(Saved entries)
+===+

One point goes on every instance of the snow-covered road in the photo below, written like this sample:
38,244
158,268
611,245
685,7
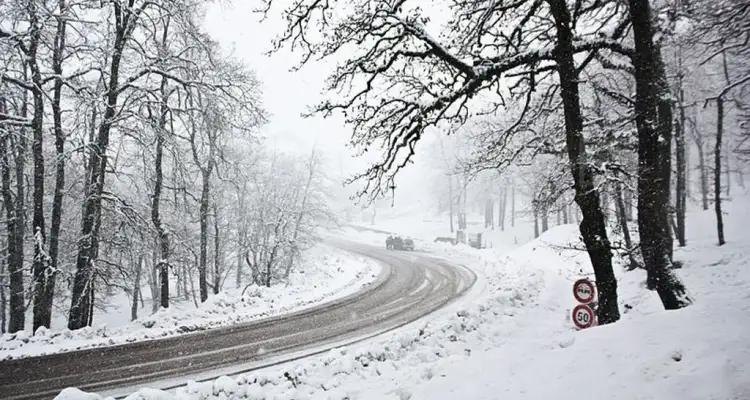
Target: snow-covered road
410,286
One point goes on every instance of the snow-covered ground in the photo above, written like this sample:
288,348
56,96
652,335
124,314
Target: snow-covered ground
325,274
513,337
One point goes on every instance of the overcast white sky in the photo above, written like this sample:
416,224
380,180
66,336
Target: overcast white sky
287,94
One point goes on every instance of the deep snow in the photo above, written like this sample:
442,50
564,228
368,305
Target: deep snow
324,274
513,338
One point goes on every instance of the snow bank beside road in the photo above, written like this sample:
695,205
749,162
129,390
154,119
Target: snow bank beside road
516,340
325,274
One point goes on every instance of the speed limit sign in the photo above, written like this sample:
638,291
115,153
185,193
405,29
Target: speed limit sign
583,291
583,316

+===+

Please print every record above exactly, but leave the pictures out.

**COMPLETED TASK**
One point goes on every instance of the snow-covered road in the photo below, written like this sample:
38,244
158,268
611,245
685,7
Target: snow-covered road
410,286
One point goes on every instance of the snow-covered ground in the photo above, written like this sample:
288,348
56,96
652,335
124,314
Target: snow-covered ground
325,274
513,337
One point goes on every instance of the overcast white sky in the photo above, written like this sample:
416,224
380,180
66,336
Target: overcast white sky
287,94
One point goes on every instance of the deep snow in the photo above, written like this sample:
442,50
564,228
368,305
Target: deep snow
324,274
513,338
One point goes on every instance of the snow bank beside road in the photo above, written like this sample:
695,205
749,162
129,390
154,119
Target: snow bank beside road
516,340
325,274
One point goes on every instance of the speed limit sign in the photo above, written like this sample:
638,291
115,153
185,193
405,29
Target: speed limit sign
583,291
583,316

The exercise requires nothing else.